[Saved entries]
———
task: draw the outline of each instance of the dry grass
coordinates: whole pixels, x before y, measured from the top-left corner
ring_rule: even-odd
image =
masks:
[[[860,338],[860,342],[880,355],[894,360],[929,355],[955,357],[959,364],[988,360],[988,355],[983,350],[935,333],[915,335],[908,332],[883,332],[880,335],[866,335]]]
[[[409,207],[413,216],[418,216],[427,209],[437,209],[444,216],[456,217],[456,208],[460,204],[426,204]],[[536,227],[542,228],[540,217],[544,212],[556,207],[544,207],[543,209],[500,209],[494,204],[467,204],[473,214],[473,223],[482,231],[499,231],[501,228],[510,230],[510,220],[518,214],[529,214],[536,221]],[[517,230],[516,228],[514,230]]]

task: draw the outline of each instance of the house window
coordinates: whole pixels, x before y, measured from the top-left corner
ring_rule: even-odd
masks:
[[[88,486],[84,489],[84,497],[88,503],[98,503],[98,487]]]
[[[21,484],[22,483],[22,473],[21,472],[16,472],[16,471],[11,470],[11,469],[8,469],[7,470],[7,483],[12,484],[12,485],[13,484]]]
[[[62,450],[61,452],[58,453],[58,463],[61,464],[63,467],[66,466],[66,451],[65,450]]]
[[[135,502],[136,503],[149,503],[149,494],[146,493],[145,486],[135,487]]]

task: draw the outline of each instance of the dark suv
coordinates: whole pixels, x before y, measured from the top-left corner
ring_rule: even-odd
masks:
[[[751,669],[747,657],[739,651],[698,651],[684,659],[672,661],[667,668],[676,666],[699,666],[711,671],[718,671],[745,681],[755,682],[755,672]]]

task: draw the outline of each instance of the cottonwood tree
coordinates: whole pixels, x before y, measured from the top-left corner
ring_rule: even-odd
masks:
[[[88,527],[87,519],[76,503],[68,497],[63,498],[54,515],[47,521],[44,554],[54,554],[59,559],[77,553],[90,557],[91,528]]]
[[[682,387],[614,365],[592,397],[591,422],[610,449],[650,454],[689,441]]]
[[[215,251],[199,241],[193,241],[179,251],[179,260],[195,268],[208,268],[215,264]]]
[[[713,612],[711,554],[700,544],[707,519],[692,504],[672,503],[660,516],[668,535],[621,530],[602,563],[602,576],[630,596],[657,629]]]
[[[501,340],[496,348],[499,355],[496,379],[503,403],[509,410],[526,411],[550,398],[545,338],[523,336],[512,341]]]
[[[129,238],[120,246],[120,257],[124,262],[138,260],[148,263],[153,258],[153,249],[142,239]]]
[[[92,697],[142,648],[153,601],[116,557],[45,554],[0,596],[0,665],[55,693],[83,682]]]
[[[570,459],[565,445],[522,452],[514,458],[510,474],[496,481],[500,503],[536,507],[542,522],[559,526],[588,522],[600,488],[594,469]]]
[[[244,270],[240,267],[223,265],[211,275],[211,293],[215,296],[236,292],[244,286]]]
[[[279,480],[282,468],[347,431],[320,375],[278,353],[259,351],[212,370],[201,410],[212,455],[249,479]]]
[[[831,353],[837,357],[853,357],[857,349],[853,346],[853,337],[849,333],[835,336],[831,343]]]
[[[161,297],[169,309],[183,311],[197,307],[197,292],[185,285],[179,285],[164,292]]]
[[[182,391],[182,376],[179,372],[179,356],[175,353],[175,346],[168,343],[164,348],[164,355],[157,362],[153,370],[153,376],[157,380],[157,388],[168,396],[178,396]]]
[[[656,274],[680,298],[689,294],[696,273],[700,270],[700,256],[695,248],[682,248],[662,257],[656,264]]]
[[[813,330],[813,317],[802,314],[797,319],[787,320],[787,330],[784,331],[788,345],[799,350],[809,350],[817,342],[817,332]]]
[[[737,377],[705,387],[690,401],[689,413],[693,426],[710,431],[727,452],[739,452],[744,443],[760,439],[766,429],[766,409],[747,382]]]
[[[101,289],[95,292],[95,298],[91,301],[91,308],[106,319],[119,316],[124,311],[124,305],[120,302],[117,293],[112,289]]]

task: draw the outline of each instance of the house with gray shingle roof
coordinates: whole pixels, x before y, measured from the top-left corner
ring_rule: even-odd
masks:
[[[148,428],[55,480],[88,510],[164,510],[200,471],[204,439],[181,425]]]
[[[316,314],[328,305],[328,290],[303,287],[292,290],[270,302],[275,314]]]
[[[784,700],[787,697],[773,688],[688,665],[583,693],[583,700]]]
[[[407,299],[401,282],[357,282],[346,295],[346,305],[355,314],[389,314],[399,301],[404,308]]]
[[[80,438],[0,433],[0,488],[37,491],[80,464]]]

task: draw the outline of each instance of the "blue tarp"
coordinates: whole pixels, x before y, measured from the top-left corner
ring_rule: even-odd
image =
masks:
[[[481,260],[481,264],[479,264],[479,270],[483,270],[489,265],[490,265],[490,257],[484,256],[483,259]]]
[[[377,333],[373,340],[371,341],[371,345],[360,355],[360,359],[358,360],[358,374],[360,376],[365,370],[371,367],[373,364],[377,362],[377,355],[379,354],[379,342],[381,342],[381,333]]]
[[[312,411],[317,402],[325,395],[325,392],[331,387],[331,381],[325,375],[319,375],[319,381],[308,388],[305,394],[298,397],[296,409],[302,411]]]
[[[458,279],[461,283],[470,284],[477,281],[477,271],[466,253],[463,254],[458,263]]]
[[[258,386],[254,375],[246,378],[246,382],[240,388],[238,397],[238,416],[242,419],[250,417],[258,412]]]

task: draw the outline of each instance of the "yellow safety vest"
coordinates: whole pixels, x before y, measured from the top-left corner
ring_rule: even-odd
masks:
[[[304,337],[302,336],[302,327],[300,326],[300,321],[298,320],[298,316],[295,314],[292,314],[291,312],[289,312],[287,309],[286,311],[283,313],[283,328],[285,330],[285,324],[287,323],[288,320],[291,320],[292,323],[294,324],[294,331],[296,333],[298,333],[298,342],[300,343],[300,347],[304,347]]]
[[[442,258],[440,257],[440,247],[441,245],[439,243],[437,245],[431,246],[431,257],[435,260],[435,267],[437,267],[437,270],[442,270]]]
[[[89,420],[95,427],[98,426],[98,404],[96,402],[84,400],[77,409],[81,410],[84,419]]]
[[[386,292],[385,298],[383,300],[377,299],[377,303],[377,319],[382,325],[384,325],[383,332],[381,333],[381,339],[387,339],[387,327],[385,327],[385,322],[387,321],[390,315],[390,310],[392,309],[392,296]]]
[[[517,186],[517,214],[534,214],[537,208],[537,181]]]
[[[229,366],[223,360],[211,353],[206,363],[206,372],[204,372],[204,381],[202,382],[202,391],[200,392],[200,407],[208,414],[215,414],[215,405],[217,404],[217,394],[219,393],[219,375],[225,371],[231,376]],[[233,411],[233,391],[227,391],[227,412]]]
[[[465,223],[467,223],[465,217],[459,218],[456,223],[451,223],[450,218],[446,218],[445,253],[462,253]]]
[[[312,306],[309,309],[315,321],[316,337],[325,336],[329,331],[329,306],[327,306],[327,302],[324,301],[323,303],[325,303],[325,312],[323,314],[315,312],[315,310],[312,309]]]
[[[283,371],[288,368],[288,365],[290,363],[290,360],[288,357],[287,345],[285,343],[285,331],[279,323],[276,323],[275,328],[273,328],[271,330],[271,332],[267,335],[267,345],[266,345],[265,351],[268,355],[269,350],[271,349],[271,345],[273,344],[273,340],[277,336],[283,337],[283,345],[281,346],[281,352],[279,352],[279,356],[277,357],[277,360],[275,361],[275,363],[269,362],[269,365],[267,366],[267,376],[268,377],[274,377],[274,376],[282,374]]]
———
**What to do**
The records above are to be duplicated in full and exactly.

**Task response**
task: draw the outline of each instance of the dry grass
coordinates: whole pixels, x before y, measured from the top-left corner
ring_rule: even-odd
image =
masks:
[[[860,338],[860,342],[880,355],[894,360],[929,355],[955,357],[959,364],[988,360],[988,355],[983,350],[935,333],[915,335],[908,332],[883,332],[880,335],[866,335]]]
[[[409,207],[413,216],[418,216],[427,209],[437,209],[444,216],[456,217],[456,208],[460,204],[426,204]],[[536,227],[542,228],[540,217],[544,212],[556,207],[544,207],[543,209],[500,209],[494,204],[467,204],[473,214],[473,223],[482,231],[499,231],[501,228],[510,230],[510,220],[518,214],[529,214],[536,221]],[[517,230],[516,228],[514,230]]]

task: draw the outline of each instance of the house window
coordinates: whole pixels, x before y, measured from the top-left corner
ring_rule: even-odd
masks:
[[[88,486],[84,489],[84,497],[88,503],[98,503],[98,487]]]
[[[21,484],[22,483],[22,473],[21,472],[16,472],[16,471],[11,470],[11,469],[8,469],[7,470],[7,483],[12,484],[12,485],[13,484]]]
[[[62,450],[61,452],[58,453],[58,463],[61,464],[63,467],[66,466],[66,451],[65,450]]]
[[[135,502],[136,503],[149,503],[149,494],[146,493],[145,486],[135,487]]]

task: draw the outline of each instance of the dark suv
coordinates: whole pixels, x before y, measured from the top-left corner
ring_rule: even-odd
masks:
[[[751,669],[747,657],[739,651],[698,651],[684,659],[672,661],[667,668],[676,666],[699,666],[711,671],[718,671],[745,681],[755,682],[755,672]]]

task: draw the outline of each instance of the cottonwood tree
coordinates: whole pixels, x before y, measured from the top-left corner
ring_rule: even-odd
masks:
[[[88,527],[87,519],[76,503],[68,497],[63,498],[54,515],[47,521],[44,554],[54,554],[59,559],[77,553],[90,557],[91,528]]]
[[[682,387],[614,365],[592,397],[591,422],[610,449],[650,454],[689,441]]]
[[[215,251],[199,241],[193,241],[179,251],[179,260],[195,268],[208,268],[215,264]]]
[[[713,612],[711,554],[700,544],[707,519],[692,504],[672,503],[660,516],[668,535],[621,530],[602,563],[602,576],[630,596],[657,629]]]
[[[501,340],[496,348],[499,355],[496,379],[503,403],[509,410],[526,411],[550,398],[545,338],[523,336],[512,341]]]
[[[129,238],[120,246],[120,257],[124,262],[138,260],[148,263],[153,258],[153,249],[142,239]]]
[[[92,697],[142,648],[153,601],[116,557],[45,554],[0,596],[0,665],[55,693],[83,682]]]
[[[570,459],[565,445],[522,452],[514,458],[510,474],[496,481],[500,503],[536,507],[542,522],[559,526],[588,522],[600,488],[594,469]]]
[[[244,270],[240,267],[223,265],[211,275],[211,293],[215,296],[236,292],[244,286]]]
[[[279,480],[282,468],[347,431],[320,375],[278,353],[259,351],[212,370],[201,410],[212,455],[249,479]]]
[[[831,353],[837,357],[853,357],[857,349],[853,346],[853,337],[849,333],[835,336],[831,343]]]
[[[161,297],[169,309],[183,311],[197,307],[197,292],[185,285],[179,285],[164,292]]]
[[[182,391],[182,376],[179,372],[179,356],[175,353],[175,346],[168,343],[164,348],[164,355],[157,362],[153,370],[153,376],[157,380],[157,388],[168,396],[178,396]]]
[[[656,274],[680,298],[689,294],[696,273],[700,270],[700,256],[695,248],[682,248],[662,257],[656,264]]]
[[[813,330],[813,317],[802,314],[797,319],[787,320],[787,330],[784,331],[788,345],[799,350],[809,350],[817,342],[817,332]]]
[[[737,377],[705,387],[690,401],[689,413],[693,426],[710,431],[727,452],[739,452],[744,443],[760,439],[766,429],[766,409],[747,382]]]
[[[101,289],[95,292],[95,298],[91,301],[91,308],[106,319],[119,316],[124,311],[124,305],[120,302],[117,293],[112,289]]]

task: draw the outline of each instance of the house with gray shingle roof
coordinates: whole pixels, x before y, measured from the top-left corner
ring_rule: even-odd
masks:
[[[148,428],[55,480],[88,510],[164,510],[200,471],[204,439],[181,425]]]
[[[316,314],[328,305],[328,290],[303,287],[292,290],[270,302],[275,314]]]
[[[784,700],[787,697],[773,688],[688,665],[583,693],[583,700]]]
[[[407,299],[401,282],[357,282],[346,295],[346,305],[355,314],[389,314],[399,301],[404,308]]]
[[[80,438],[0,433],[0,488],[37,491],[80,464]]]

task: draw the outline of each instance of the "blue tarp"
coordinates: whole pixels, x before y, measured from the top-left corner
ring_rule: even-odd
image =
masks:
[[[481,260],[481,264],[479,264],[479,270],[483,270],[489,265],[490,265],[490,257],[484,256],[483,259]]]
[[[377,333],[373,340],[371,341],[371,345],[360,355],[360,359],[358,360],[358,374],[360,376],[365,370],[371,367],[373,364],[377,362],[377,355],[379,354],[379,342],[381,342],[381,333]]]
[[[312,411],[317,402],[325,395],[325,392],[331,387],[331,381],[325,375],[319,375],[319,381],[308,388],[305,394],[298,397],[296,409],[302,411]]]
[[[458,279],[461,283],[470,284],[477,281],[477,271],[466,253],[463,254],[458,263]]]
[[[258,386],[254,375],[246,378],[246,382],[240,388],[238,397],[238,416],[242,419],[250,417],[258,412]]]

task: draw the outline of each instance of the "yellow safety vest"
coordinates: whole pixels, x before y, measured from the top-left corner
ring_rule: even-odd
masks:
[[[304,337],[302,336],[302,327],[300,326],[300,321],[298,320],[298,316],[295,314],[292,314],[291,312],[289,312],[287,309],[286,311],[283,313],[283,328],[285,330],[285,324],[287,323],[288,320],[291,320],[292,323],[294,324],[294,331],[296,333],[298,333],[298,342],[300,343],[300,347],[304,347]]]
[[[442,258],[440,257],[440,247],[441,245],[439,243],[437,245],[431,246],[431,257],[435,260],[435,267],[437,267],[437,270],[442,270]]]
[[[89,420],[95,427],[98,426],[98,404],[96,402],[84,400],[77,409],[81,410],[84,419]]]
[[[386,292],[385,298],[383,300],[377,299],[377,303],[377,319],[382,325],[384,325],[383,332],[381,333],[381,339],[387,339],[387,327],[385,327],[385,322],[387,321],[390,315],[390,310],[392,309],[392,296]]]
[[[517,186],[517,214],[534,214],[537,208],[537,181]]]
[[[229,366],[223,360],[211,353],[206,363],[206,372],[204,372],[204,381],[202,382],[202,391],[200,392],[200,407],[208,414],[215,414],[215,405],[217,404],[217,394],[219,393],[219,375],[225,371],[231,376]],[[233,411],[233,391],[227,391],[227,412]]]
[[[465,223],[467,223],[465,217],[459,218],[456,223],[451,223],[450,218],[446,218],[445,253],[462,253]]]
[[[312,306],[309,309],[315,321],[316,337],[325,336],[329,331],[329,306],[327,306],[327,302],[324,301],[323,303],[325,303],[325,312],[323,314],[315,312],[315,310],[312,309]]]
[[[283,371],[288,368],[288,365],[290,363],[290,360],[288,357],[287,345],[285,343],[285,331],[279,323],[276,323],[275,328],[273,328],[271,330],[271,332],[267,335],[267,345],[266,345],[265,351],[268,355],[269,350],[271,349],[271,345],[273,344],[273,340],[277,336],[283,337],[283,345],[281,346],[281,352],[279,352],[279,356],[277,357],[277,360],[275,361],[275,363],[269,362],[269,365],[267,366],[267,376],[268,377],[274,377],[274,376],[282,374]]]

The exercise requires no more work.